## THE TASK
Extract the final stretch of the data: the line that contains "red carpet on" and every line after it, unaltered, and no other lines.

## RECORD EXCERPTS
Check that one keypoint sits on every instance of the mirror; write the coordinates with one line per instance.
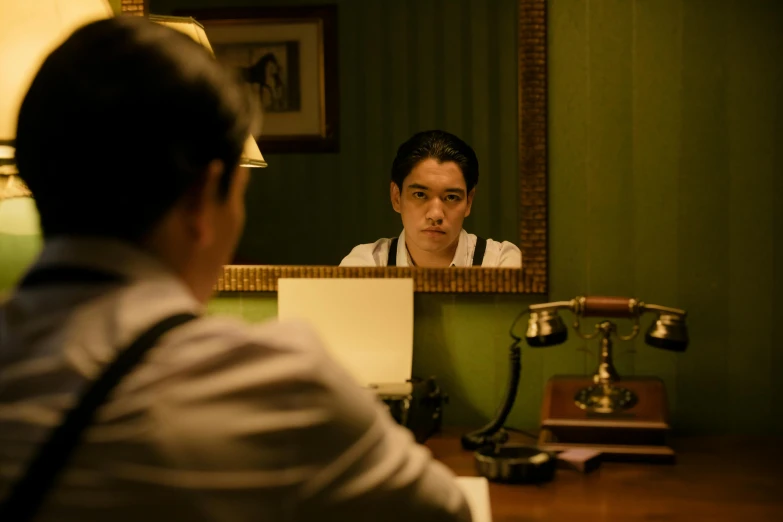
(386, 72)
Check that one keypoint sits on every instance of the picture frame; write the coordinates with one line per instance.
(288, 58)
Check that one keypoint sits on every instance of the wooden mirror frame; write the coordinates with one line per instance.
(532, 128)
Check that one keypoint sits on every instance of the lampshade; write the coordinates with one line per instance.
(29, 31)
(669, 332)
(251, 155)
(545, 328)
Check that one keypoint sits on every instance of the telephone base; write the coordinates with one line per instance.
(638, 433)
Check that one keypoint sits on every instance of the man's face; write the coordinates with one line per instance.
(433, 203)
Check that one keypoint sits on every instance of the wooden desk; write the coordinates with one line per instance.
(715, 479)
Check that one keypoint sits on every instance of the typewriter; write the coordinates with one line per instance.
(416, 404)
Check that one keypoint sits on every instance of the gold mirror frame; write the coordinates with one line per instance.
(532, 128)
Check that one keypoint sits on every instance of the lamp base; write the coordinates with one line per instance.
(639, 432)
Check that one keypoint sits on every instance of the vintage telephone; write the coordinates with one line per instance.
(619, 417)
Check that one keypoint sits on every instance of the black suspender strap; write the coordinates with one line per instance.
(67, 274)
(478, 253)
(29, 492)
(392, 261)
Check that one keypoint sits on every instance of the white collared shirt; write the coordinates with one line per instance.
(224, 421)
(497, 254)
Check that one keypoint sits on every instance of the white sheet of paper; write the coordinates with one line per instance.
(476, 490)
(367, 324)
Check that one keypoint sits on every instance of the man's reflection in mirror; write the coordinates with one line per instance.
(433, 182)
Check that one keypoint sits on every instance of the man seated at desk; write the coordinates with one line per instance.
(434, 178)
(221, 420)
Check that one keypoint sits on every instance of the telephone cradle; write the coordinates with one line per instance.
(639, 432)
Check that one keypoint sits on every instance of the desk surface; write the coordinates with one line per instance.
(715, 479)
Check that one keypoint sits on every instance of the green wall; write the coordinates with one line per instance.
(665, 183)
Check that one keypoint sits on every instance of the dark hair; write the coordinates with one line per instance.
(438, 145)
(120, 122)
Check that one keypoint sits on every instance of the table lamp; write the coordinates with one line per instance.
(29, 31)
(251, 155)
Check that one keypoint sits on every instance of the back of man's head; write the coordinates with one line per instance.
(120, 121)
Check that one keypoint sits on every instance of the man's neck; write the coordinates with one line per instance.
(425, 259)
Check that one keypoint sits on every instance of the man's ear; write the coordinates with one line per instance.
(201, 203)
(394, 192)
(470, 201)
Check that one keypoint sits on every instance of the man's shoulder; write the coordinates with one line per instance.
(500, 253)
(234, 341)
(368, 254)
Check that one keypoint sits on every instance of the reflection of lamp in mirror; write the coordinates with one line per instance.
(251, 155)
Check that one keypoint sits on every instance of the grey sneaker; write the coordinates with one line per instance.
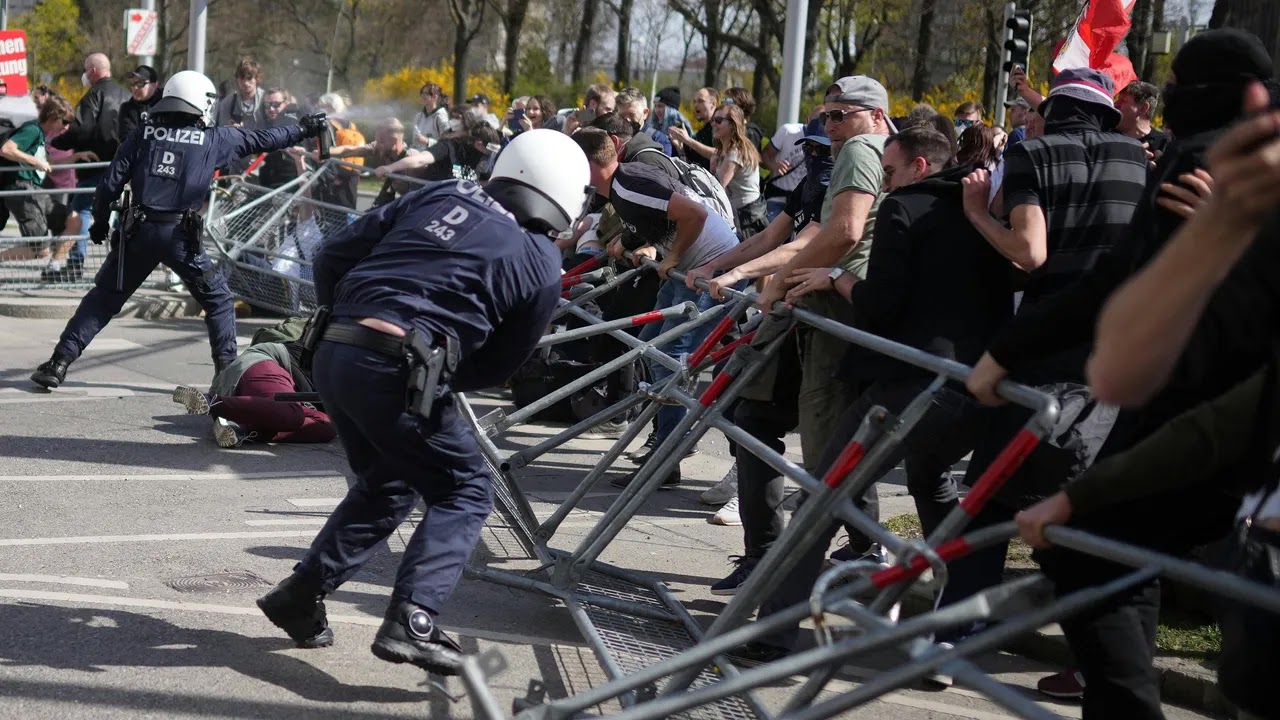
(195, 401)
(229, 434)
(727, 515)
(609, 429)
(723, 491)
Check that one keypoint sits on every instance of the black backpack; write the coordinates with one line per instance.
(703, 182)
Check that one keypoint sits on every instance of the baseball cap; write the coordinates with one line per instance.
(858, 90)
(814, 131)
(145, 73)
(1083, 85)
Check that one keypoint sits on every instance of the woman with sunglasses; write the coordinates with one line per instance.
(737, 167)
(433, 121)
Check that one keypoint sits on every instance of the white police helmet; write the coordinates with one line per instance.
(543, 178)
(191, 94)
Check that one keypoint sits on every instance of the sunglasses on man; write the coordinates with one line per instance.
(839, 115)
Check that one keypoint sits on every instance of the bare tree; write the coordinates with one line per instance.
(585, 36)
(512, 13)
(622, 64)
(467, 19)
(923, 46)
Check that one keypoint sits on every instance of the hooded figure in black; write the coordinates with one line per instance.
(1114, 643)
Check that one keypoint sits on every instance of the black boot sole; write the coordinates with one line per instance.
(400, 652)
(324, 638)
(48, 382)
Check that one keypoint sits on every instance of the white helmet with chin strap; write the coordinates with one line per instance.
(543, 178)
(191, 94)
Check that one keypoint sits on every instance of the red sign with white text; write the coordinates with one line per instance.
(13, 60)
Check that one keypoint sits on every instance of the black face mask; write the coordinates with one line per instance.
(1192, 109)
(819, 167)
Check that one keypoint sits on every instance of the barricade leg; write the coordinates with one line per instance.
(851, 473)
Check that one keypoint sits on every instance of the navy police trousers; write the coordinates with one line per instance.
(151, 245)
(397, 458)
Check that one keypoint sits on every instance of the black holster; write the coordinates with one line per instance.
(312, 333)
(429, 368)
(192, 226)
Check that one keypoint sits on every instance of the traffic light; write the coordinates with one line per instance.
(1018, 44)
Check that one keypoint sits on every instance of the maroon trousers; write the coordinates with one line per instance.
(255, 409)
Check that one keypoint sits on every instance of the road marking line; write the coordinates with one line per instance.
(972, 714)
(287, 522)
(115, 601)
(312, 522)
(298, 474)
(314, 501)
(173, 537)
(65, 580)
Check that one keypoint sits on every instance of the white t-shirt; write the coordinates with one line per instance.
(785, 140)
(744, 187)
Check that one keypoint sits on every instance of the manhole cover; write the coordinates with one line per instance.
(219, 582)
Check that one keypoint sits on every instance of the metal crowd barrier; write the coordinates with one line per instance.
(658, 671)
(624, 628)
(658, 660)
(264, 238)
(27, 273)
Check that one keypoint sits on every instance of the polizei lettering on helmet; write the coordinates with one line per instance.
(190, 136)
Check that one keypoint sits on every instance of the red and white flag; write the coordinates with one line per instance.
(1093, 41)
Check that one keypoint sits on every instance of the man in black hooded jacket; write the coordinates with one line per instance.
(1114, 643)
(933, 283)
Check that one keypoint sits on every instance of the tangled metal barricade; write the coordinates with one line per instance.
(659, 661)
(264, 238)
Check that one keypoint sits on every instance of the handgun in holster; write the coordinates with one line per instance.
(192, 226)
(311, 335)
(127, 218)
(428, 368)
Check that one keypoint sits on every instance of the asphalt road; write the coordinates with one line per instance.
(117, 509)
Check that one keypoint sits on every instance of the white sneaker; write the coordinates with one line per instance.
(195, 401)
(229, 434)
(727, 515)
(723, 491)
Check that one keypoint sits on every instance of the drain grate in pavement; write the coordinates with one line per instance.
(220, 582)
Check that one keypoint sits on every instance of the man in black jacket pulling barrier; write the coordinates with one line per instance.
(933, 283)
(452, 269)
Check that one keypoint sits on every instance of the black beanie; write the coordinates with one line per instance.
(1223, 55)
(670, 96)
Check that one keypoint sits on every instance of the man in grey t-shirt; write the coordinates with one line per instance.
(659, 215)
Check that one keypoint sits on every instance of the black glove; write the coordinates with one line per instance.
(97, 232)
(314, 124)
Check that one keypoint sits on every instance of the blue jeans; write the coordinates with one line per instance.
(83, 206)
(670, 294)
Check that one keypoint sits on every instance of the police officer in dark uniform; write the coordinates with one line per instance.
(169, 162)
(451, 276)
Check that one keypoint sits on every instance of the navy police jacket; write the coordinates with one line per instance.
(447, 260)
(169, 167)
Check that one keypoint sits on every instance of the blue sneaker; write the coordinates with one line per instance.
(743, 568)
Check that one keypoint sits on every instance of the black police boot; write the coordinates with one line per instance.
(410, 634)
(297, 607)
(51, 373)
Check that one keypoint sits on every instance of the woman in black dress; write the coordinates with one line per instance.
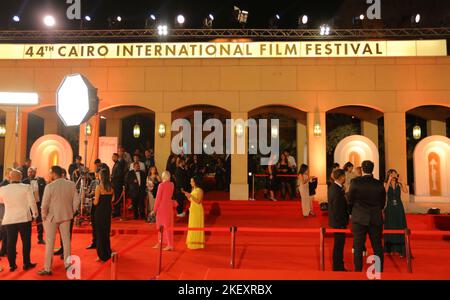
(394, 214)
(104, 197)
(283, 169)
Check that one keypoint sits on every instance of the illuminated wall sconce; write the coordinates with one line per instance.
(137, 131)
(88, 129)
(2, 130)
(417, 132)
(274, 132)
(317, 130)
(239, 130)
(162, 130)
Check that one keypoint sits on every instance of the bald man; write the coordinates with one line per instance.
(20, 209)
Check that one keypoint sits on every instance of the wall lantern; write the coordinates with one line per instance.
(317, 130)
(239, 130)
(162, 130)
(274, 132)
(417, 132)
(2, 130)
(88, 129)
(137, 131)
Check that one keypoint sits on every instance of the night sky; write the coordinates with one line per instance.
(134, 12)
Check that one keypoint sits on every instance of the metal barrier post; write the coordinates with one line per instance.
(253, 186)
(159, 263)
(322, 248)
(233, 230)
(114, 262)
(124, 205)
(408, 249)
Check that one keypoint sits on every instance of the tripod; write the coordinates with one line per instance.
(82, 217)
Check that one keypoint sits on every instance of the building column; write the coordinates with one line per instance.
(50, 122)
(239, 169)
(15, 150)
(301, 142)
(369, 129)
(114, 128)
(317, 152)
(395, 145)
(92, 142)
(162, 144)
(435, 127)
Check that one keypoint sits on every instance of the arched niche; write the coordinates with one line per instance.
(432, 169)
(50, 150)
(356, 149)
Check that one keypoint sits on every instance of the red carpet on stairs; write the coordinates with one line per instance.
(258, 255)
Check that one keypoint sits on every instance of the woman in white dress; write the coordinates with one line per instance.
(303, 187)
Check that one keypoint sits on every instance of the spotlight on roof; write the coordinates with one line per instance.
(325, 30)
(162, 30)
(150, 21)
(180, 20)
(208, 21)
(241, 16)
(274, 22)
(415, 19)
(303, 22)
(49, 21)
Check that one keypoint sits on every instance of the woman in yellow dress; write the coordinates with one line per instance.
(195, 239)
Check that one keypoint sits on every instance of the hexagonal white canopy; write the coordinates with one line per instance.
(76, 100)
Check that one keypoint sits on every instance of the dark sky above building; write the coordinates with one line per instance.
(395, 13)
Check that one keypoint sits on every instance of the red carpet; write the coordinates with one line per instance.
(258, 255)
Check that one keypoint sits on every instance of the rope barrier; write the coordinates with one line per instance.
(113, 262)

## COMPLETE OUTPUT
Check that one keypoint sits on every instance of the red carpet on stairs; write the coordinates with one line per instance.
(258, 255)
Check that one keypoint sits on every instance of the woman in white dress; write the coordinates with one line per instance.
(303, 187)
Check that one keypoint sits on every instance of the spotlight on roof; write the coordinates with one line per instance.
(325, 30)
(162, 30)
(150, 21)
(180, 20)
(208, 21)
(241, 16)
(274, 22)
(415, 19)
(303, 22)
(49, 21)
Check that one keypoint sits on every instance of the woman in yellow dress; write the coordinates with one line per instance.
(195, 239)
Check that one keypoint sits on every instance of the hexagonal white canopy; write the coordinates with one line per instance.
(76, 100)
Check that one keypoint sits on every instance of the dark sky above building; write the coordinates with one line per instance.
(395, 13)
Check that one keypoint sits on every instance of the red carpet; write the coordinates with one line per instance.
(258, 255)
Check that one keypoint sits on every instance of the rope barrier; write the coordinates with one line per instance.
(113, 262)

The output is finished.